— START Source —

Adiele, Faith (E.)
ADIELE, Faith (E.)
(Jane Harvard, a joint pseudonym)
PERSONAL: Born in WA. Education: Harvard College, B.A. (southeast Asian studies); Lesley College, M.A. (creative writing); University of Iowa, M.F.A. (fiction), 2001, M.F.A. (nonfiction), 2002.
ADDRESSES: Home—Pittsburgh, PA. Offıce—Department of English, University of Pittsburgh, CL 501 East Pittsburgh, Pittsburg, PA 15260; fax: 412-624-6639. Agent—Lynn C. Franklin, Lynn C. Franklin Associates, Ltd., 1350 Broadway, Suite 2015, New York, NY 10018. E-mail—[email protected]; [email protected].
CAREER: Framingham State College, visiting professor and Christa McAuliffe chair, 1996-98; University of Pittsburgh, Pittsburgh, PA, assistant professor of creative nonfiction. Teacher of travel writing at Iowa Summer Writing Festival and of nonfiction for National University online writing program and Gettysburg College low-residency M.F.A. program.

— END Source —

Job A: In the biographical entry, where did Faith Adiele earn an M.A. in creative writing?
Job B: Write out the biographical entry starting with "PERSONAL: Born in" and going on through "low-residency M.F.A. program.", but swap "visiting professor" for "guest professor".

— START Dataset records —

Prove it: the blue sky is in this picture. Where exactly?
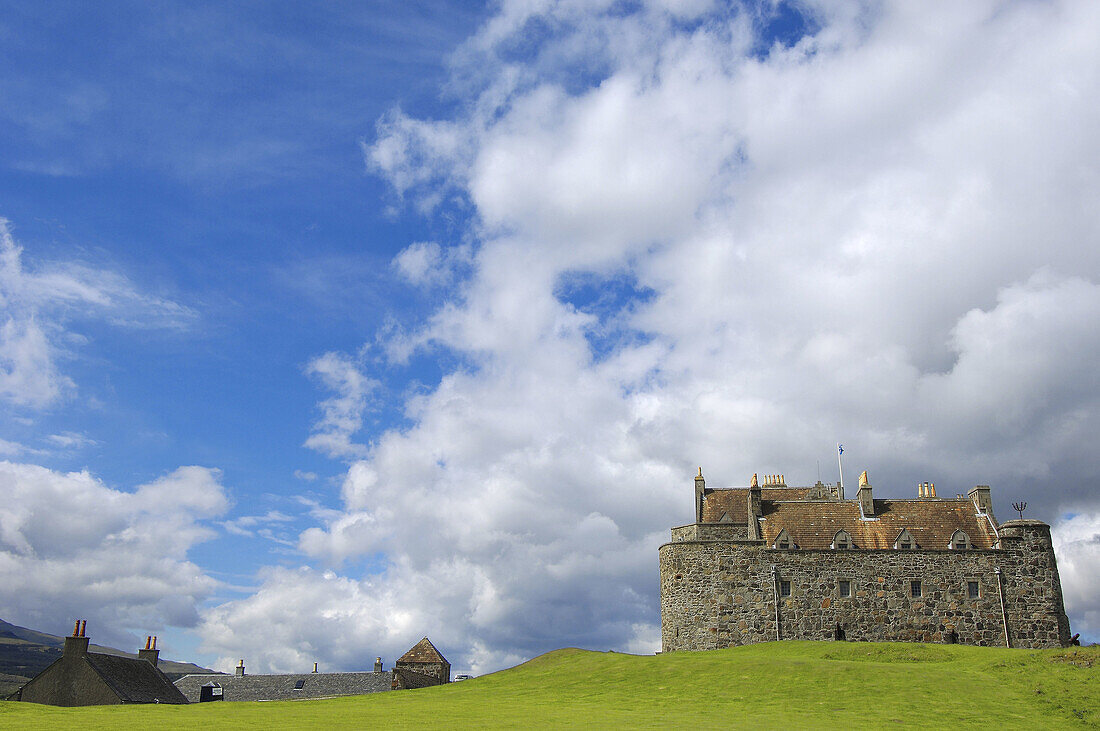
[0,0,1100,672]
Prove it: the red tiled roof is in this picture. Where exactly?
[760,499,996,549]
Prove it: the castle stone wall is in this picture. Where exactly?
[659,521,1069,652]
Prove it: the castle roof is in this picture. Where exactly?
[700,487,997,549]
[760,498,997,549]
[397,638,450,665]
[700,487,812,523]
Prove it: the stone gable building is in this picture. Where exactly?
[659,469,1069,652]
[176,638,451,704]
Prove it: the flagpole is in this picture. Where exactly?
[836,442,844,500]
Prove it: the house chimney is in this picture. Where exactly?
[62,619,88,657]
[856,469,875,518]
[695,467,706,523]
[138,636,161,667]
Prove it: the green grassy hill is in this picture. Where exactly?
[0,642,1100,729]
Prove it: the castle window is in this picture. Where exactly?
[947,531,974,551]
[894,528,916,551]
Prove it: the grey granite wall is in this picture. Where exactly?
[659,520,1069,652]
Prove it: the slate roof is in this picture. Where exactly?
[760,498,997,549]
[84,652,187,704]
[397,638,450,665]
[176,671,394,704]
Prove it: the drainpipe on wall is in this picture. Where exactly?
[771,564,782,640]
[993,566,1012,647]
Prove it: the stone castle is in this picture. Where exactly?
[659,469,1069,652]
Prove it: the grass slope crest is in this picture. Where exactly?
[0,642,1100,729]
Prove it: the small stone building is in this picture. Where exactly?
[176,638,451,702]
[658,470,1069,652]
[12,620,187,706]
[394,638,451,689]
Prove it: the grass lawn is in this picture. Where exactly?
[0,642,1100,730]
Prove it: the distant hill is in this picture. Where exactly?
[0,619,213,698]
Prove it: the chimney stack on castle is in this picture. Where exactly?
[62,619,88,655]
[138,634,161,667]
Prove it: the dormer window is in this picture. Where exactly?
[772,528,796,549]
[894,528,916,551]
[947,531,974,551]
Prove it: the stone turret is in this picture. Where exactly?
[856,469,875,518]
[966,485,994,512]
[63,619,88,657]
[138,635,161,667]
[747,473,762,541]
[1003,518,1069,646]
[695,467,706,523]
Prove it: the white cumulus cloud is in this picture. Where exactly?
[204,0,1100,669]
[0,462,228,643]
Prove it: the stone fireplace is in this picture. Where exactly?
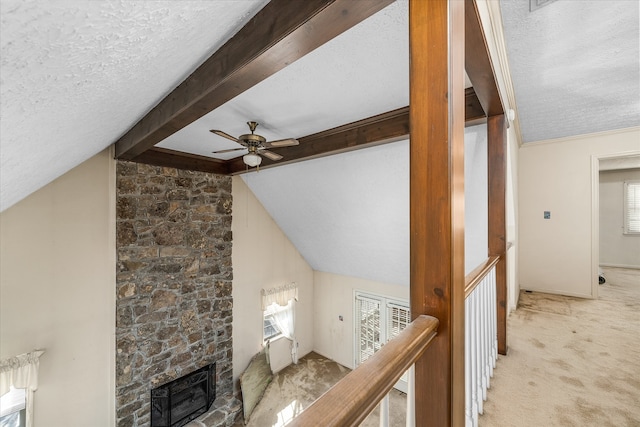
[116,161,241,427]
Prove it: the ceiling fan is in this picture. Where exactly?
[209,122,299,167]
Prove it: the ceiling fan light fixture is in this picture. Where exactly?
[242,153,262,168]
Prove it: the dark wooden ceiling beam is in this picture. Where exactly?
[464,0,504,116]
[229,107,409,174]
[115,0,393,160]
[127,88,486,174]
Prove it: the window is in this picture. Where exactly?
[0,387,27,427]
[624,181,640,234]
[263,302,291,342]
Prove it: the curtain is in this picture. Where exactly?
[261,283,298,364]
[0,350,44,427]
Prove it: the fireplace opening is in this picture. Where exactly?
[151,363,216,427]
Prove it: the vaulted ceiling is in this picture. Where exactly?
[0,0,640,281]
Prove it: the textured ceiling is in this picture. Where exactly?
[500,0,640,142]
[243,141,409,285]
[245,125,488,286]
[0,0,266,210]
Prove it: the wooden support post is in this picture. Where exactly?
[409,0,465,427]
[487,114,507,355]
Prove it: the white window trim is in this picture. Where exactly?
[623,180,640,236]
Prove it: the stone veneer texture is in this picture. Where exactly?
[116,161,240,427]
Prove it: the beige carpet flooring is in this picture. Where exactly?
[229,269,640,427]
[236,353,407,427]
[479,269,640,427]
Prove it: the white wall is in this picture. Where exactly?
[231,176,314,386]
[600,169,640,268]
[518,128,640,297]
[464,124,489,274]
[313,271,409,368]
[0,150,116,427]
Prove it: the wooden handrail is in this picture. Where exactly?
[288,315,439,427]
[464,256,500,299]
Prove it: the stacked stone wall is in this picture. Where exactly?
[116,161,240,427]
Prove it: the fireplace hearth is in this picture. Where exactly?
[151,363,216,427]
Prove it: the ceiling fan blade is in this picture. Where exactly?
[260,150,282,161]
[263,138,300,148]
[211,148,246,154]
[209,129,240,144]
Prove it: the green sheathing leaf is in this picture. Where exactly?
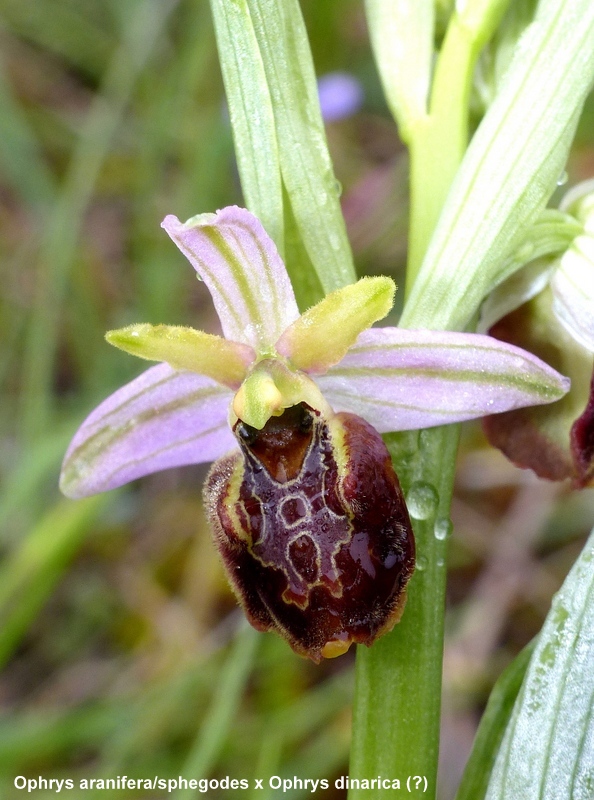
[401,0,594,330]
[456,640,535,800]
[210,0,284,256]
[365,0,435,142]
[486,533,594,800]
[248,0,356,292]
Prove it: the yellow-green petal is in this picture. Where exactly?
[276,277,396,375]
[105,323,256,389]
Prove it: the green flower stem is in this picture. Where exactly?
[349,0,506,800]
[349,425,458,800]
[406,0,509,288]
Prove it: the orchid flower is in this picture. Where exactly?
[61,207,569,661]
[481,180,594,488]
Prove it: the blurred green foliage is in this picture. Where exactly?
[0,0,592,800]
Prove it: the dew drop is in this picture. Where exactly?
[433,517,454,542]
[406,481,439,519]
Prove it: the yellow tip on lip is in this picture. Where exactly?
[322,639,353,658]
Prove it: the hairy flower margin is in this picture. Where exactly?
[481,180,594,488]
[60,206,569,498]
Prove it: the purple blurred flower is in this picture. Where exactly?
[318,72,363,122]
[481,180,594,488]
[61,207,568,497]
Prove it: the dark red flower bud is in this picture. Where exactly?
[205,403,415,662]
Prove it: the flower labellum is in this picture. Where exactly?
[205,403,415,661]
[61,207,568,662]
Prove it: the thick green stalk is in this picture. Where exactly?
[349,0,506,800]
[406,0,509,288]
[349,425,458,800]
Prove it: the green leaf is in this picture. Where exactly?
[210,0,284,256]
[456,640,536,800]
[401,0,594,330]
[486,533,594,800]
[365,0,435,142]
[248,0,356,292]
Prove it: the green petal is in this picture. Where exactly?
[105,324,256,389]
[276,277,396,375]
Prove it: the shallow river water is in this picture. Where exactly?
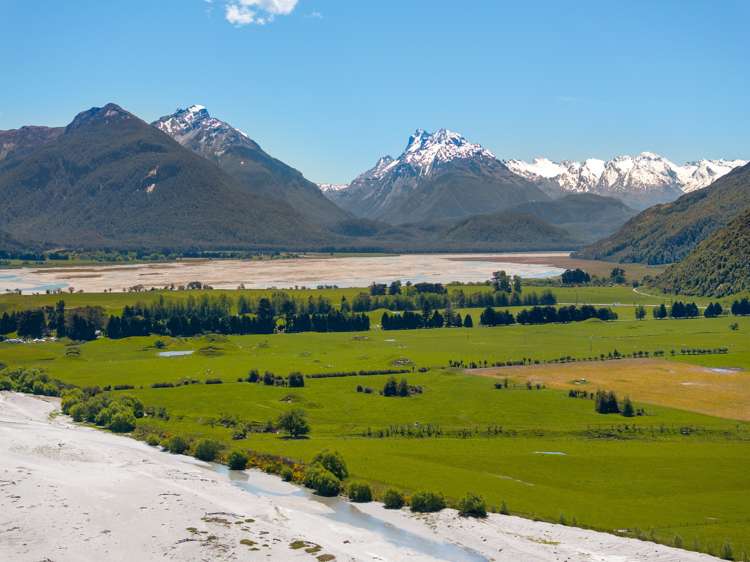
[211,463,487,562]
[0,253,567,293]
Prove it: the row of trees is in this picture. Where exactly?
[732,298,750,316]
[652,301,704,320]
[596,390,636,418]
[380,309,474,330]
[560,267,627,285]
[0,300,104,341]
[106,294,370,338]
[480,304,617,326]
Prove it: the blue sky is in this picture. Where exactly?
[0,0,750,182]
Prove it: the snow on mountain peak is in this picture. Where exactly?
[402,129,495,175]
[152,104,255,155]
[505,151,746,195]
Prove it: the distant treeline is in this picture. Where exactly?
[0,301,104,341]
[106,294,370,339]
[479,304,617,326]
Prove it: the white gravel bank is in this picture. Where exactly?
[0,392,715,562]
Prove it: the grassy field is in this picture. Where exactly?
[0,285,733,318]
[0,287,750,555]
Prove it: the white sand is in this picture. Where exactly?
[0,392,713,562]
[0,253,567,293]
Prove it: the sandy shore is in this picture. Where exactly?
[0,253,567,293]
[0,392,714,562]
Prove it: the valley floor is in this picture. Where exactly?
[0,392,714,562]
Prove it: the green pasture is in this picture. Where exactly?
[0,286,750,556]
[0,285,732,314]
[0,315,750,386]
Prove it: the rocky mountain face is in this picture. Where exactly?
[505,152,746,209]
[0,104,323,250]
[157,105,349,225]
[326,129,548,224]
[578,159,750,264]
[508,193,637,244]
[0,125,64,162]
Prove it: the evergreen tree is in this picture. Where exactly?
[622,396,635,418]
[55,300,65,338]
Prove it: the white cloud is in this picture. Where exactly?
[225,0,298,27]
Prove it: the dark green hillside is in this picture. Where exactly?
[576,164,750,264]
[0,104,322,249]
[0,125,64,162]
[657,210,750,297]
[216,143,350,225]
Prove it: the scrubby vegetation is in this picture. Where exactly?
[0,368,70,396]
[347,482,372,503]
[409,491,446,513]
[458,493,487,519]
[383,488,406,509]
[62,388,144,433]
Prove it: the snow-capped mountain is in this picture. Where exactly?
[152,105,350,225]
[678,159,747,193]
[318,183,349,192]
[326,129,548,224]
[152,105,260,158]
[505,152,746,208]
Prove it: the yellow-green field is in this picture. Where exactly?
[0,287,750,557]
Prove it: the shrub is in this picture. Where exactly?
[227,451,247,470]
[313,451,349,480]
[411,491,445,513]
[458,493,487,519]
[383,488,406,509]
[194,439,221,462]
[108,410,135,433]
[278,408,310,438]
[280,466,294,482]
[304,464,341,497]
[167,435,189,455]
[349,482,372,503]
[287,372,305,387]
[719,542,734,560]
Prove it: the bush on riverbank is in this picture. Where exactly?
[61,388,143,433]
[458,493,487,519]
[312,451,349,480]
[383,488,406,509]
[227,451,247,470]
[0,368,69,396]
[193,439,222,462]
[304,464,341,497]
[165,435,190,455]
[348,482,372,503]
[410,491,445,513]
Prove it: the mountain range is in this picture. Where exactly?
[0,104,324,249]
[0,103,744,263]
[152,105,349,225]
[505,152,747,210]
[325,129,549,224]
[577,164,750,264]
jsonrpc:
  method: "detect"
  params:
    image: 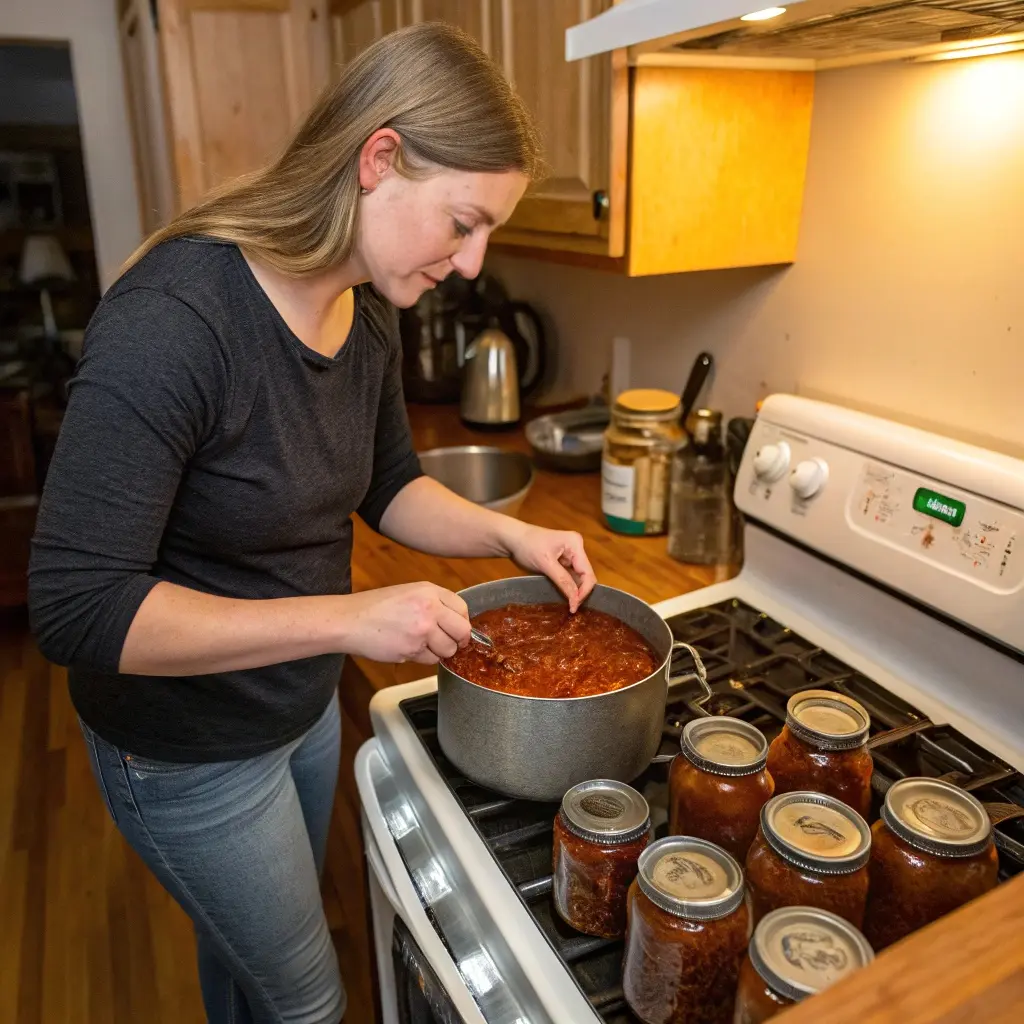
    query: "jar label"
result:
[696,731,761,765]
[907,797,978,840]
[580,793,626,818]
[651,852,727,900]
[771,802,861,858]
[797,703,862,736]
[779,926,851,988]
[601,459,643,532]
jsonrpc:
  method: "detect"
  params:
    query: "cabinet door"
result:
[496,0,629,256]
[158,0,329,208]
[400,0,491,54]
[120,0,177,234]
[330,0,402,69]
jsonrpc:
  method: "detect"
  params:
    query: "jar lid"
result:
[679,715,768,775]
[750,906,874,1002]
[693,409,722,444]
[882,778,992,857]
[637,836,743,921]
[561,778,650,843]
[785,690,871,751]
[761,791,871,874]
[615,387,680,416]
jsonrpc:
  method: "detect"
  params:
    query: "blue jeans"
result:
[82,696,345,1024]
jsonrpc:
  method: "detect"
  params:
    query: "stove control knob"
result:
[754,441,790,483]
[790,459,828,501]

— END Dataset records —

Full response A: Lesley College

Full response B:
PERSONAL: Born in WA. Education: Harvard College, B.A. (southeast Asian studies); Lesley College, M.A. (creative writing); University of Iowa, M.F.A. (fiction), 2001, M.F.A. (nonfiction), 2002.
ADDRESSES: Home—Pittsburgh, PA. Offıce—Department of English, University of Pittsburgh, CL 501 East Pittsburgh, Pittsburg, PA 15260; fax: 412-624-6639. Agent—Lynn C. Franklin, Lynn C. Franklin Associates, Ltd., 1350 Broadway, Suite 2015, New York, NY 10018. E-mail—[email protected]; [email protected].
CAREER: Framingham State College, guest professor and Christa McAuliffe chair, 1996-98; University of Pittsburgh, Pittsburgh, PA, assistant professor of creative nonfiction. Teacher of travel writing at Iowa Summer Writing Festival and of nonfiction for National University online writing program and Gettysburg College low-residency M.F.A. program.